Trecho da página
===

Apesar disso, há doutrinadores que defendem a possibilidade de acumular ações de demarcação com possessórias, desde que alguns requisitos sejam atendidos. Um deles é que o autor tenha posse do terreno em questão e que o invasor seja o proprietário vizinho contra quem a demarcação está sendo proposta (BARROS, Hamilton de Moraes. Comentários ao Código de Processo Civil. Rio de Janeiro: Forense, 1993. p.47).

O novo CPC, entretanto, trouxe uma previsão interessante no artigo 581, com a inclusão de um parágrafo único. Esse parágrafo estabelece que a sentença de demarcação pode resultar na restituição da propriedade invadida, quando aplicável, reconhecendo tanto o domínio quanto a posse da parte prejudicada. Embora essa disposição não trate diretamente da proteção da posse, ela oferece uma solução prática em casos de invasão sem a necessidade de esbulho, alinhando-se ao propósito de simplificar e agilizar o processo.

Seção III – Da Divisão (art. 588 ao art. 598 do Novo CPC)

Art. 588.  A petição inicial será instruída com os títulos de domínio do promovente e conterá:

I – a indicação da origem da comunhão e a denominação, a situação, os limites e as características do imóvel;

II – o nome, o estado civil, a profissão e a residência de todos os condôminos, especificando-se os estabelecidos no imóvel com benfeitorias e culturas;

III – as benfeitorias comuns.

Na forma do artigo 571 do Código em comento e artigo 2015 do Código Civil, quando todos condôminos forem maiores e capazes, de forma amigável, poderão fazer a divisão através de escritura publica.


Art. 589.  Feitas as citações como preceitua o art. 576, prosseguir-se-á na forma dos arts. 577 e 578.


Art. 590.  O juiz nomeará um ou mais peritos para promover a medição do imóvel e as operações de divisão, observada a legislação especial que dispõe sobre a identificação do imóvel rural.

Parágrafo único.  O perito deverá indicar as vias de comunicação existentes, as construções e as benfeitorias, com a indicação dos seus valores e dos respectivos proprietários e ocupantes, as águas principais que banham o imóvel e quaisquer outras informações que possam concorrer para facilitar a partilha.


Art. 591. Todos os condôminos serão intimados a apresentar, dentro de 10 (dez) dias, os seus títulos, se ainda não o tiverem feito, e a formular os seus pedidos sobre a constituição dos quinhões.

===

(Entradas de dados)
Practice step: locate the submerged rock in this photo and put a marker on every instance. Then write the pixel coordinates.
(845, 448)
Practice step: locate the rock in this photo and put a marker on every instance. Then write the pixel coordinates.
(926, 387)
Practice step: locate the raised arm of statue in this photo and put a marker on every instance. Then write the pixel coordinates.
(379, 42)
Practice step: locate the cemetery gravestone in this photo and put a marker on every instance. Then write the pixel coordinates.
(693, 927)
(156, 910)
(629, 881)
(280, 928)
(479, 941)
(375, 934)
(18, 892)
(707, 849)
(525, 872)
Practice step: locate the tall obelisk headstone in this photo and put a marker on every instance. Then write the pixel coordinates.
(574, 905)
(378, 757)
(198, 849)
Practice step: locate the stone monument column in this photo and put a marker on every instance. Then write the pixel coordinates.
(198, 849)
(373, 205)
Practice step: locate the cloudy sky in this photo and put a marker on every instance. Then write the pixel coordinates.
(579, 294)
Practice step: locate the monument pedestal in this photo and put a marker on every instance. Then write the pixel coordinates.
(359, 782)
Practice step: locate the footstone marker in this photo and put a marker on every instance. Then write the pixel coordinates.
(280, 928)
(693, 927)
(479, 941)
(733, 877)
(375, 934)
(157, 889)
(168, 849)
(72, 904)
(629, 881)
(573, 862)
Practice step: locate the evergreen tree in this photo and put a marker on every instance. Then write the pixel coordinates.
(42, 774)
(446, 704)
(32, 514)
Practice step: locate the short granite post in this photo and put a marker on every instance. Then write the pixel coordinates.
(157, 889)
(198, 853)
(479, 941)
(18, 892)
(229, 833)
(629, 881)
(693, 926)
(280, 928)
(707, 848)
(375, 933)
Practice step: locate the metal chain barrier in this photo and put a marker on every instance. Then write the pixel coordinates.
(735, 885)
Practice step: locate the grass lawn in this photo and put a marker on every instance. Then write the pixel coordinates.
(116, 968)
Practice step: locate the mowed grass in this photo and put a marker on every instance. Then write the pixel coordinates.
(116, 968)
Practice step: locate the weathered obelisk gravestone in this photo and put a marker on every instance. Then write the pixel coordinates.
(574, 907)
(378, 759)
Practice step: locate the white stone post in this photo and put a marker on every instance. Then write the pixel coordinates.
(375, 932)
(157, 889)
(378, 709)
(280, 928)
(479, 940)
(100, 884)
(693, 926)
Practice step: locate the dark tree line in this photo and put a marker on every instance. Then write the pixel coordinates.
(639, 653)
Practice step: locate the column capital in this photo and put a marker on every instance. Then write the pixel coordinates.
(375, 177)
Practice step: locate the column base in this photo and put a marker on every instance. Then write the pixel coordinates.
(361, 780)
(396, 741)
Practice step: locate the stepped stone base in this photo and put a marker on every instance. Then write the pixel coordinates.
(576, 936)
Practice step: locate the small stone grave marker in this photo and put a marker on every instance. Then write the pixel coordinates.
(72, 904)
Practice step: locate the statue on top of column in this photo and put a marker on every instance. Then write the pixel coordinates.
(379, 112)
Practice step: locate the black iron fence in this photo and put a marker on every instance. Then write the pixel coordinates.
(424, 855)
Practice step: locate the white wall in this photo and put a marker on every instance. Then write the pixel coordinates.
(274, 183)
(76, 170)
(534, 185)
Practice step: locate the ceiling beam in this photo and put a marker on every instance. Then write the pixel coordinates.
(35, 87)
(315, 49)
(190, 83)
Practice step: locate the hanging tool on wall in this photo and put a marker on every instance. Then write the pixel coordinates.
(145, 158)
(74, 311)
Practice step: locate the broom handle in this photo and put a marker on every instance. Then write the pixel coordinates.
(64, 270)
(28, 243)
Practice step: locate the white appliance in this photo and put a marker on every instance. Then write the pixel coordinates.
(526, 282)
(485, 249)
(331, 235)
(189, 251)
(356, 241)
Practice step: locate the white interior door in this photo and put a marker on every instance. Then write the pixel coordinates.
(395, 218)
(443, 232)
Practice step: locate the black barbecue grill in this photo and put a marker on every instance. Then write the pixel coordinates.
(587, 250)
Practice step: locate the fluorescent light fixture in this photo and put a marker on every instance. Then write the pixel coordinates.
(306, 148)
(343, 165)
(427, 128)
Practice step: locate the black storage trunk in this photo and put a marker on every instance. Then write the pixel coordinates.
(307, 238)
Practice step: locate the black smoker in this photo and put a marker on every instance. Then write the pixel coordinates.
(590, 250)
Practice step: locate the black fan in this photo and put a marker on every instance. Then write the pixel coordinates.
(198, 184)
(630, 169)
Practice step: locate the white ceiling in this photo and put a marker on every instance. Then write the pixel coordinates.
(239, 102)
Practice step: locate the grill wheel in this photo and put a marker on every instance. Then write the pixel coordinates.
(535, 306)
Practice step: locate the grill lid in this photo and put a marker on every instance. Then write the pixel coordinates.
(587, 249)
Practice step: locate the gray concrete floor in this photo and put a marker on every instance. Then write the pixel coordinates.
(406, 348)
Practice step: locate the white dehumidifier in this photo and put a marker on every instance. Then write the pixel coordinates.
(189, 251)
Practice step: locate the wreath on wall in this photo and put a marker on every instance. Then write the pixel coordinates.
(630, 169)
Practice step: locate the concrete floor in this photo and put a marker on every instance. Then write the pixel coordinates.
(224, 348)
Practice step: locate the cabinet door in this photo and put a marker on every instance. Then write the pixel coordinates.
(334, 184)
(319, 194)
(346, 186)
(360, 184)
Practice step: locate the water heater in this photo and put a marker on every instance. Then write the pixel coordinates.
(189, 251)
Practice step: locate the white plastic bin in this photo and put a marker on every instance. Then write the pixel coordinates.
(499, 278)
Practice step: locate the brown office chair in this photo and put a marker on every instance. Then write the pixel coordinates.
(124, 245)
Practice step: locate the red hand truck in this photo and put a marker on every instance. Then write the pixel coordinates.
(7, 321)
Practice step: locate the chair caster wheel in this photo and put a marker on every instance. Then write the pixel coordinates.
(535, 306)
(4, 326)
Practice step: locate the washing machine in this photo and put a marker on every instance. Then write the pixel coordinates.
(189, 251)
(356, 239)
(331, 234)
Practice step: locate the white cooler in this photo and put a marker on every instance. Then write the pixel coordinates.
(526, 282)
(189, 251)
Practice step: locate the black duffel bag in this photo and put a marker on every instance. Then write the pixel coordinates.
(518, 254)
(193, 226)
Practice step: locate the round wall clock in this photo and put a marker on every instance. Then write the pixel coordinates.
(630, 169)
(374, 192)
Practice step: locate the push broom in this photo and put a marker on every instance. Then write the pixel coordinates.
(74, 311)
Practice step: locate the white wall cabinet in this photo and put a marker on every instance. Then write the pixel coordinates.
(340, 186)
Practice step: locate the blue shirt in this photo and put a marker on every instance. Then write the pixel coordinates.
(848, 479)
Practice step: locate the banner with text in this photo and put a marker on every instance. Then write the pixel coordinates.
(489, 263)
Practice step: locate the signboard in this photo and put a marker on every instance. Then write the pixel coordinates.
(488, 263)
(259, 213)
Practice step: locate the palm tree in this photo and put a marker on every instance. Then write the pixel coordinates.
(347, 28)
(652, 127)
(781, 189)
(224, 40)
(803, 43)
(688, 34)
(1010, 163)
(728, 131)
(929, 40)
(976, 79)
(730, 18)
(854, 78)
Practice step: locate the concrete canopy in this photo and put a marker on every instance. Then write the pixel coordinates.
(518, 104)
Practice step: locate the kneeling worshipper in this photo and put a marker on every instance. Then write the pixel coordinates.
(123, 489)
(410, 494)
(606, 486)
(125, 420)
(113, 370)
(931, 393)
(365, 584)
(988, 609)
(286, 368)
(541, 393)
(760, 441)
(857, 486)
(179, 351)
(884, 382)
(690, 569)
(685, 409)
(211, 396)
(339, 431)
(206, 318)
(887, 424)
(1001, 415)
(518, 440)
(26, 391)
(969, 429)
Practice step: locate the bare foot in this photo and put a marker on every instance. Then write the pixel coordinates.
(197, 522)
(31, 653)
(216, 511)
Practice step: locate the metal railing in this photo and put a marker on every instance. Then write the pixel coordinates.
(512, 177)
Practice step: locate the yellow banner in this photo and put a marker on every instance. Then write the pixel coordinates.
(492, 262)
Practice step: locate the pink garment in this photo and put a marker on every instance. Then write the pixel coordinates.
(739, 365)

===

Tarefa a cumprir
Por favor, dê continuidade ao trecho sobre a ação de divisão no novo CPC a partir do ponto em que ele termina. A listagem não tem nenhum papel nesta tarefa.

Resultado final
Art. 592.  O juiz ouvirá as partes no prazo comum de 15 (quinze) dias.

§1º Não havendo impugnação, o juiz determinará a divisão geodésica do imóvel.

§2º Havendo impugnação, o juiz proferirá, no prazo de 10 (dez) dias, decisão sobre os pedidos e os títulos que devam ser atendidos na formação dos quinhões.


Art. 593.  Se qualquer linha do perímetro atingir benfeitorias permanentes dos confinantes feitas há mais de 1 (um’) ano, serão elas respeitadas, bem como os terrenos onde estiverem, os quais não se computarão na área dividenda.


Art. 594.  Os confinantes do imóvel dividendo podem demandar a restituição dos terrenos que lhes tenham sido usurpados.

§1º Serão citados para a ação todos os condôminos, se a sentença homologatória da divisão ainda não houver transitado em julgado, e todos os quinhoeiros dos terrenos vindicados, se a ação for proposta posteriormente.

§2º Nesse último caso terão os quinhoeiros o direito, pela mesma sentença que os obrigar à restituição, a haver dos outros condôminos do processo divisório ou de seus sucessores a título universal a composição pecuniária proporcional ao desfalque sofrido.


Art. 595.  Os peritos proporão, em laudo fundamentado, a forma da divisão, devendo consultar, quanto possível, a comodidade das partes, respeitar, para adjudicação a cada condômino, a preferência dos terrenos contíguos às suas residências e benfeitorias e evitar o retalhamento dos quinhões em glebas separadas.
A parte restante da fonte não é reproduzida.